■ **Information**:
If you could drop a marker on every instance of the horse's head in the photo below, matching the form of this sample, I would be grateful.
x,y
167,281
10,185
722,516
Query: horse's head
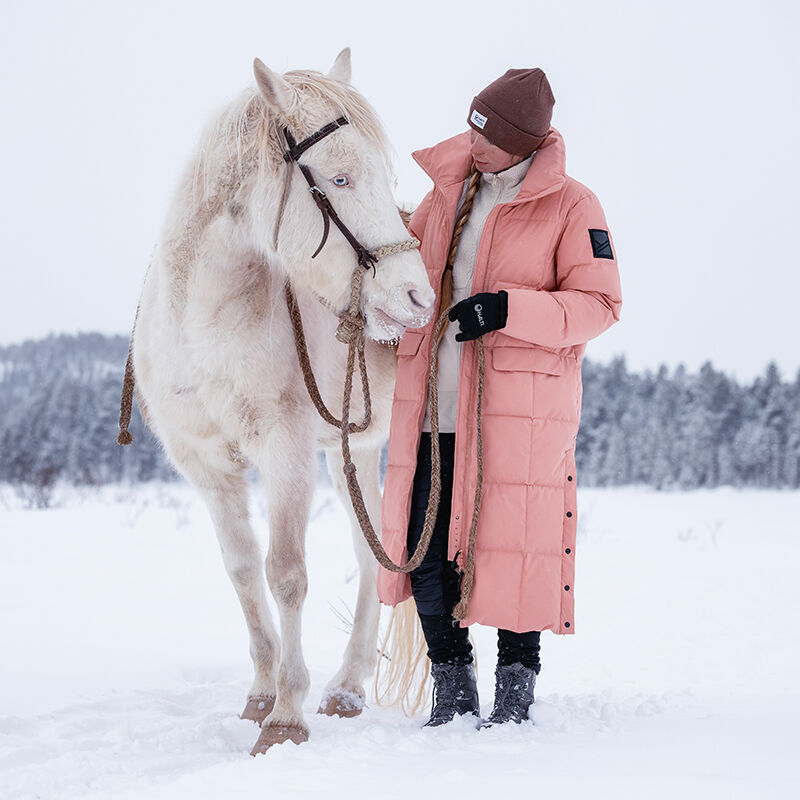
x,y
351,166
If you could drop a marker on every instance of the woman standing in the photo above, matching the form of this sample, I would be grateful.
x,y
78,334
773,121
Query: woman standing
x,y
524,253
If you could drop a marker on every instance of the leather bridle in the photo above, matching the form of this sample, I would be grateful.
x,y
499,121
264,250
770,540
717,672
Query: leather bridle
x,y
365,257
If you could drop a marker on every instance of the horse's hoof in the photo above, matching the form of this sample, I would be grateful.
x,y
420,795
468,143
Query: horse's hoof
x,y
258,707
277,733
342,704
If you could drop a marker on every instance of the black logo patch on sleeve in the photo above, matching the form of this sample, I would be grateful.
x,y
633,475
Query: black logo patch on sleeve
x,y
601,246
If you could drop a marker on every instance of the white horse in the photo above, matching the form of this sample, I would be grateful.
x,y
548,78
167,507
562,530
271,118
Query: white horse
x,y
216,368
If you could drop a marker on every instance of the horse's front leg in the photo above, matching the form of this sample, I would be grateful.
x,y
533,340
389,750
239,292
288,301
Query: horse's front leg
x,y
344,695
289,471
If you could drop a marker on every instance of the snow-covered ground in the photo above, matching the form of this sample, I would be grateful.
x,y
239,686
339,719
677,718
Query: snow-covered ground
x,y
123,660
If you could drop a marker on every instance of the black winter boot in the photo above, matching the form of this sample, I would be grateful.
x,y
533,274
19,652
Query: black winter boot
x,y
455,692
513,694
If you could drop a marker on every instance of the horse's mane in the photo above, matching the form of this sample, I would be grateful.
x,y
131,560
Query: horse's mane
x,y
247,132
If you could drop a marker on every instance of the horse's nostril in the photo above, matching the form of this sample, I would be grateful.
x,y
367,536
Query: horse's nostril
x,y
413,295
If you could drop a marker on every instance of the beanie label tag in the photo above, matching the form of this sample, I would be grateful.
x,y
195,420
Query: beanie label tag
x,y
478,118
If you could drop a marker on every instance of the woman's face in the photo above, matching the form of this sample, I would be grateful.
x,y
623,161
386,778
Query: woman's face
x,y
488,157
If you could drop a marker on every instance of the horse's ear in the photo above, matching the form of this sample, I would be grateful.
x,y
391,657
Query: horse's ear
x,y
275,89
340,71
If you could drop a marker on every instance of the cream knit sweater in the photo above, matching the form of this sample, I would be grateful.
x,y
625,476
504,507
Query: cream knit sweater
x,y
495,188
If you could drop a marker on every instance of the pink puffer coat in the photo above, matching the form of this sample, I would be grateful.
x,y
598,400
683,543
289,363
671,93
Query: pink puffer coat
x,y
549,248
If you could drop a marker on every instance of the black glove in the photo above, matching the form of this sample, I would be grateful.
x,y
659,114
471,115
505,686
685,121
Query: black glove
x,y
479,314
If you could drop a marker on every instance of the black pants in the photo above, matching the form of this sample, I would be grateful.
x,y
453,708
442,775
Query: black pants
x,y
436,582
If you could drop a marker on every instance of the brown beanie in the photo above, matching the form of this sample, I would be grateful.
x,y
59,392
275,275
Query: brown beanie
x,y
514,111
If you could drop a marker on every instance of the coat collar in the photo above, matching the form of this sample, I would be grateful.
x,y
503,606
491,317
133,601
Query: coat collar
x,y
449,162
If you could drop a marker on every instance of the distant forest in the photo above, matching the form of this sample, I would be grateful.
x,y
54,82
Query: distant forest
x,y
59,405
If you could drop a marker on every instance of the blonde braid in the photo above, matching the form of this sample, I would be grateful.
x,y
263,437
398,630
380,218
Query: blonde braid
x,y
461,221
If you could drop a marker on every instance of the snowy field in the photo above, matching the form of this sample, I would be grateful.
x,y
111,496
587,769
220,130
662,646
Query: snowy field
x,y
124,665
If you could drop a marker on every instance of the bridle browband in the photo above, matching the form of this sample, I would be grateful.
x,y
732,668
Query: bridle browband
x,y
365,257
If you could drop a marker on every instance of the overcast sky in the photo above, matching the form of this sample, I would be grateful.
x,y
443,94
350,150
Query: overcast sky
x,y
682,117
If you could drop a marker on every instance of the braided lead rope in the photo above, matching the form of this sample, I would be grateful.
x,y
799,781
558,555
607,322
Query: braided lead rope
x,y
356,497
308,372
460,611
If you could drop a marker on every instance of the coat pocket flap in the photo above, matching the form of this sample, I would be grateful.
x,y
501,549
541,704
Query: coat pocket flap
x,y
409,343
526,358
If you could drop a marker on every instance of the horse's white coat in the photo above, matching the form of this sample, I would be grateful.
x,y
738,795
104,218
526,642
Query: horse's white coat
x,y
217,374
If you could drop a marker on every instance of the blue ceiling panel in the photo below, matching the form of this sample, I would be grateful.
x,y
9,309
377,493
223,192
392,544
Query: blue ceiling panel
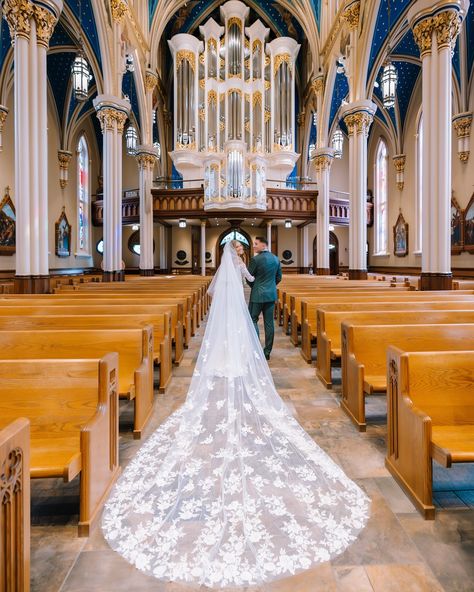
x,y
340,92
61,37
381,26
59,75
88,23
407,46
5,42
407,77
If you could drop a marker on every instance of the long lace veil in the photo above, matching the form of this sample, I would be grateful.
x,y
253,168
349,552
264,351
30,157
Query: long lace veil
x,y
230,490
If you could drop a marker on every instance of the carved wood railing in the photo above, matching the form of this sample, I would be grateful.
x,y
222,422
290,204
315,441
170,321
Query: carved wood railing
x,y
189,203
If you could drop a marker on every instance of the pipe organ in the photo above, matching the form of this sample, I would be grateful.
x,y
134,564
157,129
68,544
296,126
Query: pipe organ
x,y
234,109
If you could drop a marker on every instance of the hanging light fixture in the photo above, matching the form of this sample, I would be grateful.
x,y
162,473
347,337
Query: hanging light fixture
x,y
389,78
131,140
337,143
81,75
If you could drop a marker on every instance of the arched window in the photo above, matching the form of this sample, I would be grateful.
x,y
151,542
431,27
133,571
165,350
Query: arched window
x,y
83,197
381,198
419,186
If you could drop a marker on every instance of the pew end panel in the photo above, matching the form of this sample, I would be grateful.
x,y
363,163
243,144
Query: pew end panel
x,y
100,447
15,506
430,417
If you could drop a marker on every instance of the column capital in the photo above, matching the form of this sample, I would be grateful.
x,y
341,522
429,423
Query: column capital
x,y
18,14
358,116
146,156
151,80
444,18
112,112
323,158
351,14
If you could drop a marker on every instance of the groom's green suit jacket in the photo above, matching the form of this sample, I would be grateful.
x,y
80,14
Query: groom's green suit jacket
x,y
266,269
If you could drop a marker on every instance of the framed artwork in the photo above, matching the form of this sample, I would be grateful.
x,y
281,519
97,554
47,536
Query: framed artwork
x,y
63,236
400,237
7,225
456,227
468,238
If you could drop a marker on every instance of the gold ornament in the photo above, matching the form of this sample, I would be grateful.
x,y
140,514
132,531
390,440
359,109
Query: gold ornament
x,y
45,23
18,14
111,119
351,15
119,10
358,122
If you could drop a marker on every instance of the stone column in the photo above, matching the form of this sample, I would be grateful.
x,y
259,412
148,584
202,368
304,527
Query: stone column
x,y
31,27
322,162
203,247
269,235
358,117
112,113
146,158
435,28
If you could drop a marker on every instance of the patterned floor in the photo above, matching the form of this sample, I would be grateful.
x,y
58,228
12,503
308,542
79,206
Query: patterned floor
x,y
398,550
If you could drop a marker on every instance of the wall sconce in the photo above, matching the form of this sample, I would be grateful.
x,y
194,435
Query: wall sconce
x,y
399,161
462,125
3,116
64,158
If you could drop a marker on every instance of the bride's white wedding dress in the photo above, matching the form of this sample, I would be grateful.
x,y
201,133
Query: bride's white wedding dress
x,y
230,490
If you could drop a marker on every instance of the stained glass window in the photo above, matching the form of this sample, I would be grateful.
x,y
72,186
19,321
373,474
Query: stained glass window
x,y
83,196
419,185
381,198
235,235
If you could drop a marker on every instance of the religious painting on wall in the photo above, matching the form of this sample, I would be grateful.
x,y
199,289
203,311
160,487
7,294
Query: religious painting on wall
x,y
400,237
63,236
7,225
469,226
456,228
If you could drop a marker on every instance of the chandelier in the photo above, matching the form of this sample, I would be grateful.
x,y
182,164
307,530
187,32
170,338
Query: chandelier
x,y
337,143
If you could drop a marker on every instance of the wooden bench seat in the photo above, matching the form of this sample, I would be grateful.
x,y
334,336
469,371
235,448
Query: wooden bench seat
x,y
134,347
15,505
72,407
329,329
364,356
430,417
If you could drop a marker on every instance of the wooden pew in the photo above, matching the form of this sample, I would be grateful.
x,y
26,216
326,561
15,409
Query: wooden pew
x,y
134,346
15,505
380,301
72,406
160,324
430,417
364,354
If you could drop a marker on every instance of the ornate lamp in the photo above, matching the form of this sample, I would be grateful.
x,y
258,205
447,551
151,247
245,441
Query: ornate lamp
x,y
131,140
337,143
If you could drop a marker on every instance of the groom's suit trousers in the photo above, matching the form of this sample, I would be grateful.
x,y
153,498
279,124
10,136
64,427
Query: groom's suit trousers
x,y
255,308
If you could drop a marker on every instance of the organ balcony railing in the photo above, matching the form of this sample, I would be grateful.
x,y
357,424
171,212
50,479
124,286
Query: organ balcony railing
x,y
282,203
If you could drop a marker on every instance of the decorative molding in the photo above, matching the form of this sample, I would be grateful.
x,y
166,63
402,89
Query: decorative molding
x,y
45,23
399,162
18,14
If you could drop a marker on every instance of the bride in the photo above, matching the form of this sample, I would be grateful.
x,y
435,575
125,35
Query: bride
x,y
230,490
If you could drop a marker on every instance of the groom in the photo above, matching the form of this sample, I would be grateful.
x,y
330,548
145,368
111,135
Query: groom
x,y
266,270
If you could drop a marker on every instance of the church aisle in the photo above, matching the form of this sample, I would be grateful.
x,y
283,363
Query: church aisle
x,y
397,550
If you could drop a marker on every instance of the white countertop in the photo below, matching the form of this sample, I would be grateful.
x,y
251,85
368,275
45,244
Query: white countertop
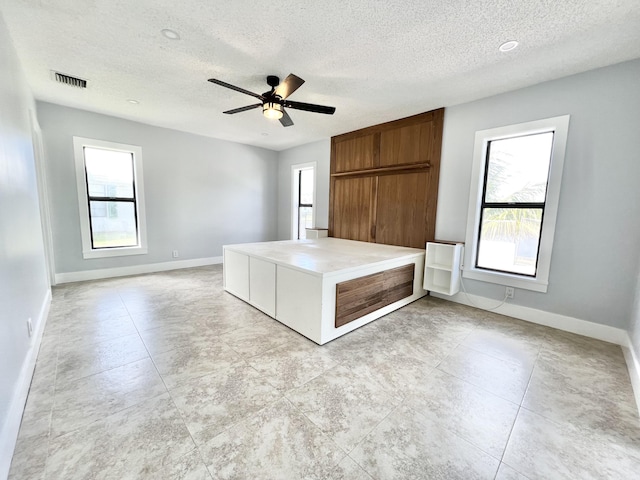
x,y
324,256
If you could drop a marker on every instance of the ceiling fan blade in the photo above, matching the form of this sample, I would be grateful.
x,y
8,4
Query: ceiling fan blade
x,y
309,107
243,109
286,119
288,86
237,89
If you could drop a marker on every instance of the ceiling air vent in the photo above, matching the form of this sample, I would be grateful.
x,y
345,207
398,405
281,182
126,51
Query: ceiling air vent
x,y
69,80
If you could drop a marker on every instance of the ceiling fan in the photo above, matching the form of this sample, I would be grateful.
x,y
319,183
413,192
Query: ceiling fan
x,y
274,101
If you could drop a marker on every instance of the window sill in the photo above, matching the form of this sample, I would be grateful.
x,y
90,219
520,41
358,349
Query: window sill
x,y
114,252
506,279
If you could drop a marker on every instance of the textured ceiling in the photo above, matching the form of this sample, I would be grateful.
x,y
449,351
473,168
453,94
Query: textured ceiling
x,y
374,61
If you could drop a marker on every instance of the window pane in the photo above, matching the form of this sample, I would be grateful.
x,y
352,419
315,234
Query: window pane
x,y
113,224
304,221
109,173
509,239
306,186
518,168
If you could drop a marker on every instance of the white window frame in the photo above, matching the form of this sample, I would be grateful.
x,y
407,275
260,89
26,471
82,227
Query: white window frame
x,y
87,249
294,195
539,283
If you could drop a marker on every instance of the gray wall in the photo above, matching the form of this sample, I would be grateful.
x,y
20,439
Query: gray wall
x,y
200,193
634,321
593,267
319,152
23,277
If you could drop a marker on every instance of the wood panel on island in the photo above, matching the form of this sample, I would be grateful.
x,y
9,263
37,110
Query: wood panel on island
x,y
384,181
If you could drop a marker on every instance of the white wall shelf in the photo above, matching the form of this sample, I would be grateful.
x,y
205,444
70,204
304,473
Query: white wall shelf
x,y
442,267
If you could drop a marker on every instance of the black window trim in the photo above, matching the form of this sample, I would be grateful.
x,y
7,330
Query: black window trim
x,y
513,205
91,198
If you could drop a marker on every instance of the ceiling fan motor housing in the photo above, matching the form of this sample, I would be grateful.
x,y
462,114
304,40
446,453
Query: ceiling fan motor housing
x,y
273,81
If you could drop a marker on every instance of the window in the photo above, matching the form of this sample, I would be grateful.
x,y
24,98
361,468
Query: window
x,y
110,194
303,199
513,203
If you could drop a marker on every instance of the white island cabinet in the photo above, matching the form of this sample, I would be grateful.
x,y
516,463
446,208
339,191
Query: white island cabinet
x,y
326,287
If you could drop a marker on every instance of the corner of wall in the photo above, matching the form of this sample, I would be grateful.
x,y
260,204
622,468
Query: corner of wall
x,y
11,428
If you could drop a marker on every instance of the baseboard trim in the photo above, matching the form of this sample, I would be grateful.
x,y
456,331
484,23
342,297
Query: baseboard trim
x,y
84,275
633,366
9,433
548,319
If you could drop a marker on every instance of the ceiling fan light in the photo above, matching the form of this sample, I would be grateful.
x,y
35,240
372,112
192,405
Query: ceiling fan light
x,y
272,110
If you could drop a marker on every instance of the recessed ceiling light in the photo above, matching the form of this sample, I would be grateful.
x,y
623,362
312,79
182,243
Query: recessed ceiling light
x,y
508,46
170,34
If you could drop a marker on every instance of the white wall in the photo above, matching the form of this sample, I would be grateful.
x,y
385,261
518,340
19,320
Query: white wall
x,y
319,152
24,288
200,193
593,267
634,321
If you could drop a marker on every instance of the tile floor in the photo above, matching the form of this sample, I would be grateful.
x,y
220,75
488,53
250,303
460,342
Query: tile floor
x,y
166,376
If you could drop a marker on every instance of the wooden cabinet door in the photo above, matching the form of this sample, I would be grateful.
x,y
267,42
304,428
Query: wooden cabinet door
x,y
409,145
406,209
354,154
353,208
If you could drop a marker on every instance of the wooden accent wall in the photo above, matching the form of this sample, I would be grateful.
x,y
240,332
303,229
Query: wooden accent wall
x,y
384,181
355,298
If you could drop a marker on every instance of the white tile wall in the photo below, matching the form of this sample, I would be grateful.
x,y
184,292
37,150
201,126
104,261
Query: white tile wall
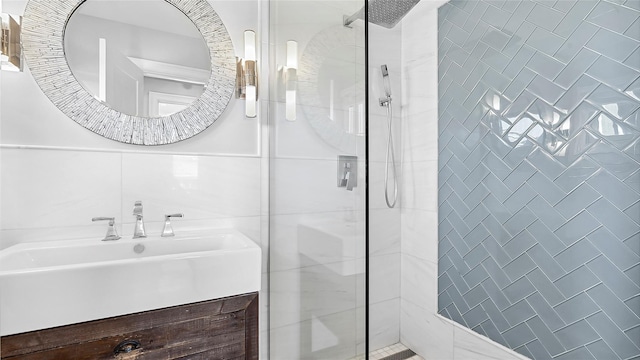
x,y
56,175
317,289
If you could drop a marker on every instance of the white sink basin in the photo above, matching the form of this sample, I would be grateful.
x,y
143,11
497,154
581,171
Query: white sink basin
x,y
56,283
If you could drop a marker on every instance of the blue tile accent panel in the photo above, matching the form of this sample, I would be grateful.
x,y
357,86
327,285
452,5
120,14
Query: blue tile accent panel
x,y
539,174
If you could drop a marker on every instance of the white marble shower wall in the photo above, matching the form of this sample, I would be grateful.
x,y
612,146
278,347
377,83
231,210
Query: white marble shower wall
x,y
317,228
55,175
384,223
421,329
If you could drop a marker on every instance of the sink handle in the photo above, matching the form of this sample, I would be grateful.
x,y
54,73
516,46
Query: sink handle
x,y
167,231
112,234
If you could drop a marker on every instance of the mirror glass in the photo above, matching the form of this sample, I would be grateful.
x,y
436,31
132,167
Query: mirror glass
x,y
143,58
330,83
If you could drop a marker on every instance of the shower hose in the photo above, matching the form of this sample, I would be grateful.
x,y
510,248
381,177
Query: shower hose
x,y
390,161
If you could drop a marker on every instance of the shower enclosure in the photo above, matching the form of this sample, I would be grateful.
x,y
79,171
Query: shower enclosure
x,y
516,134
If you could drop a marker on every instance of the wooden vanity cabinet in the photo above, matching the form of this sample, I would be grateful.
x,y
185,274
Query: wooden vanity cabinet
x,y
218,329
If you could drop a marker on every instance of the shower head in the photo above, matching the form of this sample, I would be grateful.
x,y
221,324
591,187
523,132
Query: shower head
x,y
385,13
388,13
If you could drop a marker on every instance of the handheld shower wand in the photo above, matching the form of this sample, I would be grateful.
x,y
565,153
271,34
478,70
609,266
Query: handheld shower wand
x,y
387,86
390,159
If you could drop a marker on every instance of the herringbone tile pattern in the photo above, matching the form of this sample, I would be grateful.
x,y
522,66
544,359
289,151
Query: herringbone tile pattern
x,y
539,174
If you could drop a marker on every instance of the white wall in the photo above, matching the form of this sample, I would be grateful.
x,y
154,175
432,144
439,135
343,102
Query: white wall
x,y
317,286
55,175
384,223
421,328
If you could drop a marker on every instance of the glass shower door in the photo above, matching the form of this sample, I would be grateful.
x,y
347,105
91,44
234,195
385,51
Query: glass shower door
x,y
317,181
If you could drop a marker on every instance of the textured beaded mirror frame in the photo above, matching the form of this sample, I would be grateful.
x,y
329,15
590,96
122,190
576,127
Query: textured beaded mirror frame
x,y
44,24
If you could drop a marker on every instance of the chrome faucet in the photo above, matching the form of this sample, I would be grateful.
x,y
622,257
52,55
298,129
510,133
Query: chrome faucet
x,y
138,231
346,180
347,172
112,234
167,230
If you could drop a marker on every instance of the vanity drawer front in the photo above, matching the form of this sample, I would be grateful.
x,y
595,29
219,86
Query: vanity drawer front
x,y
218,329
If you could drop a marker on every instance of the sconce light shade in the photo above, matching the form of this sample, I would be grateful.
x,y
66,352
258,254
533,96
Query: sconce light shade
x,y
247,75
291,78
10,48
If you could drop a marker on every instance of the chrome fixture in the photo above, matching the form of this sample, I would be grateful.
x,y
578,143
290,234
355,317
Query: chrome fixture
x,y
112,234
247,75
167,230
390,158
10,49
385,13
347,171
138,231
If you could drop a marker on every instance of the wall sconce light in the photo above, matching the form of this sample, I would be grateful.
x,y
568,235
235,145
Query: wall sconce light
x,y
247,75
11,52
291,79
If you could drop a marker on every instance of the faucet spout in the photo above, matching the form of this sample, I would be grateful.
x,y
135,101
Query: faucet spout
x,y
138,231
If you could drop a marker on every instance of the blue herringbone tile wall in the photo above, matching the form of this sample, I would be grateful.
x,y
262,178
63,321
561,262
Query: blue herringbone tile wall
x,y
539,174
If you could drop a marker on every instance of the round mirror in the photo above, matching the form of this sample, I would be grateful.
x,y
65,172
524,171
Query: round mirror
x,y
142,58
165,80
331,87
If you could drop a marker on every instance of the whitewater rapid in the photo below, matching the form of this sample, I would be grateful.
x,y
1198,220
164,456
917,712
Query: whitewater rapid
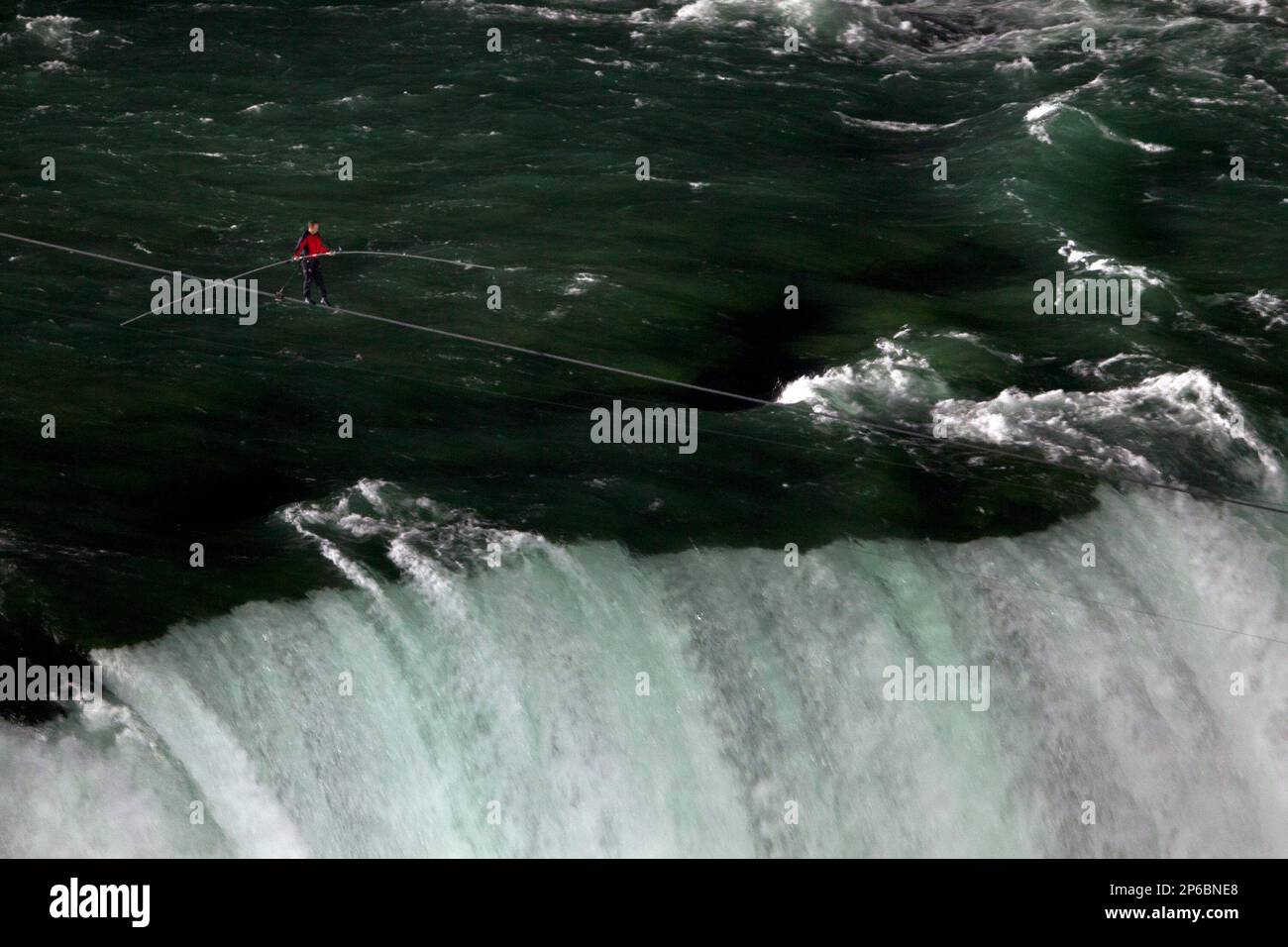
x,y
513,690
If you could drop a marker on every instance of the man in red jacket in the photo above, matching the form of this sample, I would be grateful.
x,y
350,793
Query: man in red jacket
x,y
312,248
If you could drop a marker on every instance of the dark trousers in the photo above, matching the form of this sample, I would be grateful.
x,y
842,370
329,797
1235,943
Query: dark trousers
x,y
313,274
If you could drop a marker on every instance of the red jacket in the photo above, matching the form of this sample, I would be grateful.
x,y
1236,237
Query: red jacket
x,y
310,245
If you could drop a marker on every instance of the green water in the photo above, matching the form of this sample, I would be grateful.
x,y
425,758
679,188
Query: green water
x,y
768,169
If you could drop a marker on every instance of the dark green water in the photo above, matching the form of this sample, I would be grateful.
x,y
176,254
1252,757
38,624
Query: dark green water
x,y
769,169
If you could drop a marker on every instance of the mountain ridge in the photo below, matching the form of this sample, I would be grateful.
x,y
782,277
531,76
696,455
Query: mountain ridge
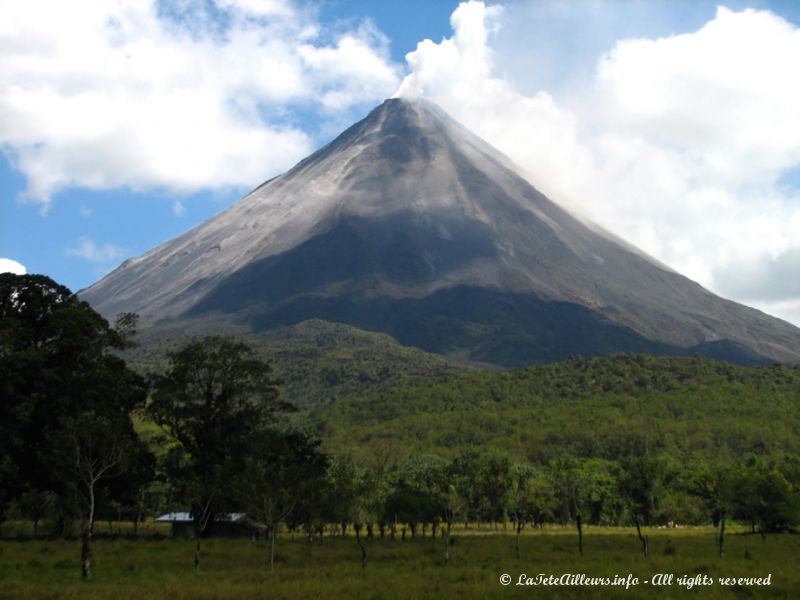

■ **What is required**: Within the records above, each line containing "ridge" is to be returned.

■ **Answer to the exercise**:
If you could drop a marker on every instance of the mountain ridge in the photo below, matching the form of this sample, I would be grateful.
Query: mountain ridge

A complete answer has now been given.